* [What to work on] Reproduce every entry exactly as shown.

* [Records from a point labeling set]
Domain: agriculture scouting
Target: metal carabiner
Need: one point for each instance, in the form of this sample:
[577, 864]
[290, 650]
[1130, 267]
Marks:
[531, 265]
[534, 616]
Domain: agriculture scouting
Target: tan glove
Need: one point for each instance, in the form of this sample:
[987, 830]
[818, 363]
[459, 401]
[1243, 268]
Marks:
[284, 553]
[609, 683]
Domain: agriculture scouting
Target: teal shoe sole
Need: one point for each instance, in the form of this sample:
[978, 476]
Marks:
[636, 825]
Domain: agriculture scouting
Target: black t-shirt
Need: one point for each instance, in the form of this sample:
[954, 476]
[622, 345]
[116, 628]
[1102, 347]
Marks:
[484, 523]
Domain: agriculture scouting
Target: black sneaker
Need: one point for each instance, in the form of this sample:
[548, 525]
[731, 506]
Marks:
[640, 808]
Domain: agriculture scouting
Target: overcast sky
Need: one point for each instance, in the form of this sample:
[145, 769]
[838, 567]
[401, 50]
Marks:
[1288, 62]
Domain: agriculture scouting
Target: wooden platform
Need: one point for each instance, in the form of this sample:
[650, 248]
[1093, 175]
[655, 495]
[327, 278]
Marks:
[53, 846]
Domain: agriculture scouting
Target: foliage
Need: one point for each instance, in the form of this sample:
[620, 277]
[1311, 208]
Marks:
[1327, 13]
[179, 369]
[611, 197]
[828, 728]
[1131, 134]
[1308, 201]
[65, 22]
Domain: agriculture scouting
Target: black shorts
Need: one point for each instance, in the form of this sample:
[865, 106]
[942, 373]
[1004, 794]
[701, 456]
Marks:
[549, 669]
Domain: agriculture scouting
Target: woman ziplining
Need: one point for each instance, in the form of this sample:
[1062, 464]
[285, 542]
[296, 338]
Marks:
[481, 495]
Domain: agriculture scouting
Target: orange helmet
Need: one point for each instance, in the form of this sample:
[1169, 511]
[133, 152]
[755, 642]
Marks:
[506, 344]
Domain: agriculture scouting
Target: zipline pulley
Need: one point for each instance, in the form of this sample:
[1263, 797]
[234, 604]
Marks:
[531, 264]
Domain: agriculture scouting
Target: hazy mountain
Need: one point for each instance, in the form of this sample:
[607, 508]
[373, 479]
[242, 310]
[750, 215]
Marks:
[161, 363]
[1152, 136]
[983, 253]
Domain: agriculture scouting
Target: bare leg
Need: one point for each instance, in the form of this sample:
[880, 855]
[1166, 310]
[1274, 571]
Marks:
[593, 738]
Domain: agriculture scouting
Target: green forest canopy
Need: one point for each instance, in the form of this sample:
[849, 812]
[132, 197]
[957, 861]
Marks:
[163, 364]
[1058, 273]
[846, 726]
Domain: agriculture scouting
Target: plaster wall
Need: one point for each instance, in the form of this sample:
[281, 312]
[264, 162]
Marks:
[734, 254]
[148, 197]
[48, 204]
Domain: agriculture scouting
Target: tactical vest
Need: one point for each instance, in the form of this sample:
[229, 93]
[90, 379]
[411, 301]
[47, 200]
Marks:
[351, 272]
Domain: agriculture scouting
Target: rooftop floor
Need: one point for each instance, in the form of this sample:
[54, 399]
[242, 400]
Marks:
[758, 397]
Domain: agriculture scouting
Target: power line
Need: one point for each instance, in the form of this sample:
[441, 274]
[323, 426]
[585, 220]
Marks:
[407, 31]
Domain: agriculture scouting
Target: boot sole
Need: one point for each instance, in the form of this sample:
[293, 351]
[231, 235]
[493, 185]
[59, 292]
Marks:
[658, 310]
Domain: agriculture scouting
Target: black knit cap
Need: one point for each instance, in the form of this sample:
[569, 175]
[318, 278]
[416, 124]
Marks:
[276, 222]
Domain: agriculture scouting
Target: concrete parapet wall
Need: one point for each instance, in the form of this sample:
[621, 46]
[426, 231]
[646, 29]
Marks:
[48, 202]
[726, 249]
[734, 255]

* [Solution for this problem]
Domain: agriculture scouting
Target: metal carabiner
Need: one point for each instance, in the form of this sample:
[577, 864]
[290, 650]
[1130, 267]
Marks:
[531, 265]
[534, 616]
Domain: agriculture scouting
Target: tan glove
Need: one point for each instance, in the form of this sample:
[987, 830]
[818, 363]
[459, 401]
[1243, 268]
Marks:
[284, 553]
[609, 683]
Domain: agriculture scouting
Target: teal shoe sole
Need: one point for each instance, in the form of this sample:
[978, 476]
Marks:
[636, 825]
Domain: agriculture scouting
Target: black t-shirt
Need: one point for each instance, in the form of this sample:
[954, 476]
[622, 345]
[116, 628]
[1102, 347]
Marks:
[484, 523]
Domain: agriculture scouting
Target: black sneaker
Need: one point for each instance, in the form of this sample:
[548, 525]
[731, 506]
Marks:
[640, 808]
Domain: agriculture scouting
Target: overcast sky
Need: one point for each instance, in the form of this sample:
[145, 769]
[838, 567]
[401, 50]
Marks:
[1288, 62]
Domain: agriculture scouting
Target: wooden platform
Need: one point for each instance, in the form of this sample:
[650, 248]
[1093, 175]
[655, 495]
[327, 278]
Marks:
[53, 846]
Domain: agriculture scouting
Target: foliage
Need: one point for each instance, in the form of this sample:
[620, 277]
[1311, 208]
Marks:
[1327, 13]
[179, 369]
[611, 197]
[828, 728]
[1131, 134]
[1308, 201]
[65, 22]
Domain: agriculture scouting
Target: black shorts
Need: one point for each instance, in the form of this sample:
[865, 106]
[942, 373]
[1004, 794]
[701, 456]
Marks:
[549, 669]
Domain: agriculture scouting
Target: woman ziplining
Need: one point for each instance, in the form of this sample:
[1062, 464]
[285, 542]
[296, 338]
Marks:
[481, 495]
Domain: agriculture scouting
Target: orange helmet
Need: one point for each instance, in the form of this sample:
[1169, 511]
[133, 152]
[755, 642]
Marks:
[506, 344]
Domain: agriculture scouting
Target: zipline pulley
Need: one point for each instance, in the form of this sample:
[1263, 797]
[234, 604]
Marks:
[531, 264]
Domain: agriculture scouting
Target: hazy mountain
Need: one point for each instance, in the form of this sample:
[607, 508]
[373, 479]
[242, 310]
[750, 215]
Marks:
[161, 363]
[1152, 136]
[983, 253]
Domain: agriculture scouting
Target: bare leg
Need: one point for each instance, in the form of this sample:
[880, 855]
[1166, 310]
[1274, 571]
Marks:
[593, 738]
Domain: agriculture scouting
Target: green forest canopy
Need: one point for each instance, in the form of this sample:
[849, 812]
[132, 197]
[957, 861]
Marks:
[163, 364]
[1058, 273]
[846, 726]
Domain: agriculture scouting
Target: plaster wall
Need: one point for each instance, in the form of this sample:
[281, 312]
[264, 162]
Marks:
[734, 254]
[148, 197]
[48, 204]
Domain: agriculture scouting
Target: tactical vest
Need: one point for each instance, in the form of this sample:
[229, 93]
[90, 379]
[411, 301]
[47, 200]
Marks:
[351, 272]
Domain: agriculture scouting
Target: rooftop floor
Need: one point for each instance, in the form of this sample:
[54, 399]
[242, 400]
Marks:
[758, 397]
Domain: agriculture scouting
Target: power line
Need: one point for each instance, in the form of this sample:
[441, 274]
[323, 426]
[585, 220]
Marks:
[407, 31]
Domain: agriculture scouting
Target: boot sole
Need: one point for each instance, in the form of this sample:
[293, 351]
[231, 235]
[493, 185]
[59, 292]
Marks:
[658, 310]
Domain: agriculture scouting
Target: black knit cap
Need: one point for each instance, in the form of this sample:
[569, 175]
[318, 278]
[416, 124]
Marks:
[276, 222]
Domain: agriculture scouting
Target: concrete parapet wall
Need: one point for each instance, in the form of this sample:
[621, 46]
[426, 231]
[646, 29]
Marks:
[48, 202]
[726, 249]
[734, 255]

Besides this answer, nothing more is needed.